SELECTED TEXT —
--------------------------------

Aggregating all regions, five-year purchase expectations exceeded the 30-plus percent levels reported in Honeywell’s 2008 survey. Purchase expectations trended down in North America and Latin America, but rose markedly in Europe and moderately in the Middle East and Asia.

“Offsetting the near-term contraction, Honeywell’s surveyed operators said their new purchase plans were less affected during the five-year horizon in key international markets within the Middle East, Europe, Asia and Africa,” said Wilson.

“The relatively stronger levels and timing of international purchase plans suggests that pent-up demand will improve both order intake and new jet delivery rates by 2011-2012, similar to what the industry experienced in the last cycle,” Wilson said. “Despite some program cancellations and delays, there is still a solid pipeline of new high-value models supporting long-term growth and our survey indicates that international demand will remain significant.”

2008 marks the end of an unprecedented five-year industry expansion that began in 2003. After peaking in 2008, new jet deliveries are projected to decline roughly 30 percent in 2009 followed by a 10- to-15 percent decline in 2010 before starting a recovery in 2011.

--------------------------------

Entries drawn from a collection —
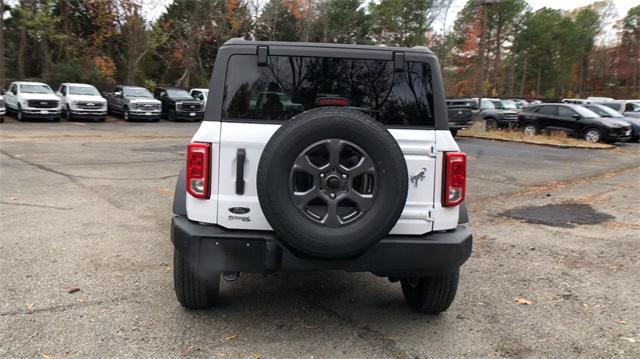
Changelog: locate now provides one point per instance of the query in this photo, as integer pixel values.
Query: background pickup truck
(133, 102)
(460, 113)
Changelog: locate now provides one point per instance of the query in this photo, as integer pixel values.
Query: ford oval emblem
(239, 210)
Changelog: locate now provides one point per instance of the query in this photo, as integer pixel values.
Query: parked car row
(497, 113)
(36, 100)
(596, 119)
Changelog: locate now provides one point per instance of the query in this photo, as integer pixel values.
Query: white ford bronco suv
(362, 176)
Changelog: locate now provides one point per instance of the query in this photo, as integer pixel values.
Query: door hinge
(431, 215)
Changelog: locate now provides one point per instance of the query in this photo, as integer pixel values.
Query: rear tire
(195, 288)
(490, 123)
(593, 135)
(433, 294)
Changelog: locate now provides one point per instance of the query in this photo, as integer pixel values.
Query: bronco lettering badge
(239, 210)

--------------------------------

REQUIRED TASK — Can you pick up the passage on business jet demand after its last sentence and keep it going? The lines are separate from the passage on business jet demand.

EXERCISE OUTPUT —
Middle East, Asia and Africa Expectations Remain High

All the increase in the Middle East, Asia and Africa purchase plans came from the fleet replacement category. Fleet expansion demand fell by about three points compared to last year. The Middle East and selected African economies continue to benefit from improved oil prices and burgeoning trade with China and Asia, and operators in these regions expect to be active buyers. Operator plans to buy are timed sooner than in Latin America, North America and Europe. But fleets in these areas are relatively small so even high planned purchase rates yield smaller absolute numbers of new jet purchases until the fleets expand at a future time.

Asian purchase plans had posted a nearly nine-point gain in the 2008 survey versus the year earlier, and they remain high compared to other regions and from a historical perspective. Total replacement and expansion plans are just over 58 percent for the region in the 2009 survey after approaching 50 percent last year.

Clearly, the relatively mild impact of the global recession on major Asian economies such as China and India is helping support a more optimistic level of interest in business jets. This is reflected in the significant contribution from Chinese & Indian operators in the overall Asia-Pacific purchase plans this year. Improving access and ease of use may also be a contributing factor.

Since the fleets are relatively small in this region, more volatility is to be expected. As in the other regions, the majority of the change came from increased plans for fleet replacement rather than from expansion plans.

Confidence in Middle Eastern and Asian economic growth in the intermediate and long-term remains high, boosting interest in larger, longer-range aircraft with better operating economics. Concerns over new duty time restrictions and carbon emission regulations were voiced in this region as well.

Global Purchase Expectations Improve in Latest Survey Honeywell’s 2009 purchase expectations survey is based on interviews conducted in the second and third quarters of 2009 encompassing a random sample of more than 1,200 corporate flight departments worldwide. Overall, world purchase plans improved over 2008 levels despite the economic turbulence encountered in the last year.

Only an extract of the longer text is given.